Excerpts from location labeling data
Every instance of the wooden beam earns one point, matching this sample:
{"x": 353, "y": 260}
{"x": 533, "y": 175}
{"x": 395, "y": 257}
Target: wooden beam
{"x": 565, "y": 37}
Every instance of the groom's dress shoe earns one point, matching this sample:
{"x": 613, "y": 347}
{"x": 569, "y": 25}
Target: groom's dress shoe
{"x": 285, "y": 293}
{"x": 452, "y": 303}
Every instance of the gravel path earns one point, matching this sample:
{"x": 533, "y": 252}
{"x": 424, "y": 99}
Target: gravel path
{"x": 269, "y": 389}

YOUR GOAL |
Reproduce the entire listing above, requests included, and rescale the x and y coordinates of every answer point by multiplying them by 2.25, rounding to whole numbers with halves rounded up. Leave the sample coordinates inside the requests unchanged.

CORRECT RESULT |
Every instance of the wooden beam earns one point, matching this sample:
{"x": 353, "y": 260}
{"x": 533, "y": 175}
{"x": 395, "y": 257}
Target: wooden beam
{"x": 1271, "y": 83}
Every instance of the groom's dress shoe earns one point, matching this sample:
{"x": 613, "y": 347}
{"x": 569, "y": 25}
Target: groom's dress shoe
{"x": 641, "y": 659}
{"x": 1017, "y": 682}
Every instance of the gravel path earns one point, matching this sample:
{"x": 533, "y": 252}
{"x": 424, "y": 99}
Target: gravel path
{"x": 605, "y": 875}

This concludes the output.